» Directive: From the line containing "Where in this photo can the brick" down to the last line of the records below, copy every line exactly. Leave out everything before it.

•••

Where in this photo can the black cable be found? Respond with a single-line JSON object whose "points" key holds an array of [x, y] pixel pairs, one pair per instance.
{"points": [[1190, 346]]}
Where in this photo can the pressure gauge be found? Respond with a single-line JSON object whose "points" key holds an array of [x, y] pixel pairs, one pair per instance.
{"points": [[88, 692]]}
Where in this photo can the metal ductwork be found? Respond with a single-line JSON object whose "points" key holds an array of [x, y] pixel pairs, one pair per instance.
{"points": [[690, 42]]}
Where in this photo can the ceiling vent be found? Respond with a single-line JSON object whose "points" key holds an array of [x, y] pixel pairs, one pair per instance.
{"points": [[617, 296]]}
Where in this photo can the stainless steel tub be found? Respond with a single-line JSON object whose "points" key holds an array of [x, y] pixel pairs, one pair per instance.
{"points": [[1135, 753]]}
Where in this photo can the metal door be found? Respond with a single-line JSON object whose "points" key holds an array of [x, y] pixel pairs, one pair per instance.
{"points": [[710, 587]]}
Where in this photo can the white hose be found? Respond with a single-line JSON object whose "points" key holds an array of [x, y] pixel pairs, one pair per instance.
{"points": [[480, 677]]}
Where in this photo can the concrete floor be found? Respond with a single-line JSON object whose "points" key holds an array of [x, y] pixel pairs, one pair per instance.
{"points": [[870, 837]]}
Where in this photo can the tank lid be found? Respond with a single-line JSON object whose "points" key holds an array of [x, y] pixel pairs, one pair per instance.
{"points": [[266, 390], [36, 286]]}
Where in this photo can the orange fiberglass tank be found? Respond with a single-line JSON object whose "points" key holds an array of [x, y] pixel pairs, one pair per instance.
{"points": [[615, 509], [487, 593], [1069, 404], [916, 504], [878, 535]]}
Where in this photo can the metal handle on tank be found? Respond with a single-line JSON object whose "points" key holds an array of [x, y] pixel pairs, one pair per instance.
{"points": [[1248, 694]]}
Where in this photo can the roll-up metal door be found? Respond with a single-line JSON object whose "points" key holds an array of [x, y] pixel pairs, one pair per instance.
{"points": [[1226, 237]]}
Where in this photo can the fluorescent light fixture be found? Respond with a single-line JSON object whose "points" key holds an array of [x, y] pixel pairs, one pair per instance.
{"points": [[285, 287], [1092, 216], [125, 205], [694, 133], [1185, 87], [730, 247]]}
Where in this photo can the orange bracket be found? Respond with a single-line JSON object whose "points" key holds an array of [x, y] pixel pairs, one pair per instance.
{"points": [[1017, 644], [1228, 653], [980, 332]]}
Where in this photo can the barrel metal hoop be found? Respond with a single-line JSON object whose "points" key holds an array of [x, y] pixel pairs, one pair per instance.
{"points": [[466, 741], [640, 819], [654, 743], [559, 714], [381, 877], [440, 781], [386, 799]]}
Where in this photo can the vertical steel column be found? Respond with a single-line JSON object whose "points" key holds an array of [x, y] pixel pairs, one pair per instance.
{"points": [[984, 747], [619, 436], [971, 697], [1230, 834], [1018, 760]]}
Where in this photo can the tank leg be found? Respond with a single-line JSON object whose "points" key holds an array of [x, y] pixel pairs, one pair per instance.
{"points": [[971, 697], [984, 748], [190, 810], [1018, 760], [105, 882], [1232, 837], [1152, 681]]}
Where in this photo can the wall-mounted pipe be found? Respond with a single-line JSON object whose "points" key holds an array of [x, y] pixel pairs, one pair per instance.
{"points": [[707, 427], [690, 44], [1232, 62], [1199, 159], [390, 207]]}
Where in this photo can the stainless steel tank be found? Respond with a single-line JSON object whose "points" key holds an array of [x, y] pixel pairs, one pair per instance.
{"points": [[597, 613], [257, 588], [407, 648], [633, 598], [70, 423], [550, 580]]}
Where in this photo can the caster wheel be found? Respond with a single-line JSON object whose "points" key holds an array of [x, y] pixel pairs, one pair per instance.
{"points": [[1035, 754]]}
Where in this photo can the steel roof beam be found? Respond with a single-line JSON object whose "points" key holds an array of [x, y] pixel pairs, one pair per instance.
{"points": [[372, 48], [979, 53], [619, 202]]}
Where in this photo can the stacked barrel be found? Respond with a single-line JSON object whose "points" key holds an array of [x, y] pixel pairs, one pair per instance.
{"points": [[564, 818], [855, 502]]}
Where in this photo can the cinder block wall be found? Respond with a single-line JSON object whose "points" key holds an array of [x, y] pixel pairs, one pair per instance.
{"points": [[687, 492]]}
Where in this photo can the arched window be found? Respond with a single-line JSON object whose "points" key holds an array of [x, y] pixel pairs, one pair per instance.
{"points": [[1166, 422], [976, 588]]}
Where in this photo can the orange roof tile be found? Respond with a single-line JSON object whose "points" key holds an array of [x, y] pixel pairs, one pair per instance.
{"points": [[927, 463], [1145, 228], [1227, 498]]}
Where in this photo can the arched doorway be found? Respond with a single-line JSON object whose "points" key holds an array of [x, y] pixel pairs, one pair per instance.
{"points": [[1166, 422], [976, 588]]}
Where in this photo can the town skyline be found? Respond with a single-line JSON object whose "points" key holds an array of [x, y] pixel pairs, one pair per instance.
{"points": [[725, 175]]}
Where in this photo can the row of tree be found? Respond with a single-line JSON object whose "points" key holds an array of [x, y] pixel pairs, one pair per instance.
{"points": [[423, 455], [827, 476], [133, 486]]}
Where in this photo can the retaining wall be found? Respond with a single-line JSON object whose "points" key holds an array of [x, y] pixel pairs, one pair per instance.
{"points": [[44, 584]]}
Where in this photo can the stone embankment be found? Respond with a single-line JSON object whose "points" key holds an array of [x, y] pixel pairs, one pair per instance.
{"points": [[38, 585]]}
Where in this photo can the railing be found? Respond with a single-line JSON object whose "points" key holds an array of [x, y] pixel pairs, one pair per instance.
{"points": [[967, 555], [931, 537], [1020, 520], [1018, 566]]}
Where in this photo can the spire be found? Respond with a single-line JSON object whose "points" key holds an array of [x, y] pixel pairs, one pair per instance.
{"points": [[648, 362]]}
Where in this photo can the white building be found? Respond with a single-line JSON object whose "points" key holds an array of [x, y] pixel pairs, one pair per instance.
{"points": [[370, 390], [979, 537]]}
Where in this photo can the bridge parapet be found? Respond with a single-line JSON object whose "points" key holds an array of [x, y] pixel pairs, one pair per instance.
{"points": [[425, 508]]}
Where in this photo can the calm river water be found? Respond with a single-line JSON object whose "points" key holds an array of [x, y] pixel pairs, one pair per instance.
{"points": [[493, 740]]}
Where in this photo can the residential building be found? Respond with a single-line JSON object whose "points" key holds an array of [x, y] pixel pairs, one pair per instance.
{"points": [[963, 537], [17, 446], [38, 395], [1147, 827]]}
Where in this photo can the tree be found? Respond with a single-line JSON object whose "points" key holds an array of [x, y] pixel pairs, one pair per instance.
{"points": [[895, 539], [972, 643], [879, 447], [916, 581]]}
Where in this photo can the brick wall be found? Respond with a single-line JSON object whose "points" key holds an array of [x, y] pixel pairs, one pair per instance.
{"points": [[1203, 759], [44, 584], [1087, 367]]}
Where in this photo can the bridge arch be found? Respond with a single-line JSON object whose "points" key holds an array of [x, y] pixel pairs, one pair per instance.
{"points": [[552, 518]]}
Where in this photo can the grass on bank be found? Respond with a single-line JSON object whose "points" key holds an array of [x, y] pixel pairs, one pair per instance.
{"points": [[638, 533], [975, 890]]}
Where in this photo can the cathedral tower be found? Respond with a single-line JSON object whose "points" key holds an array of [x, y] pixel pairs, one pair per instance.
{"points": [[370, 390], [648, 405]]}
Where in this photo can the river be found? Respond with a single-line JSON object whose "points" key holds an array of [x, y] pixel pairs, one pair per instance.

•••

» Worked solution:
Where in this photo can the brick wall be found? Respond with a single-line JSON object whose "points" key holds an array of [x, y] pixel pairs, one pair per instance.
{"points": [[1203, 759], [44, 584], [1087, 367]]}
Where in this photo can the bridge arch be found? Respond with a single-line JSON object whose "points" key holds an array of [x, y] pixel pairs, one pair per instance.
{"points": [[552, 518]]}
Where in this photo can the grass on bank be found? Respond with a single-line JSON object whose "points" key holds an array of [x, y] pixel pairs, one pair per instance.
{"points": [[638, 533], [975, 890]]}
Where in this photo can the cathedral tower be found? Respond with a single-line JSON object whose "points" key holds an array of [x, y] pixel pairs, one pair per instance.
{"points": [[370, 390], [648, 405]]}
Where in this photo can the river be found? Respond with a single-line JSON object whose "points" key holds an array of [x, y] pixel pairs, one pair per instance.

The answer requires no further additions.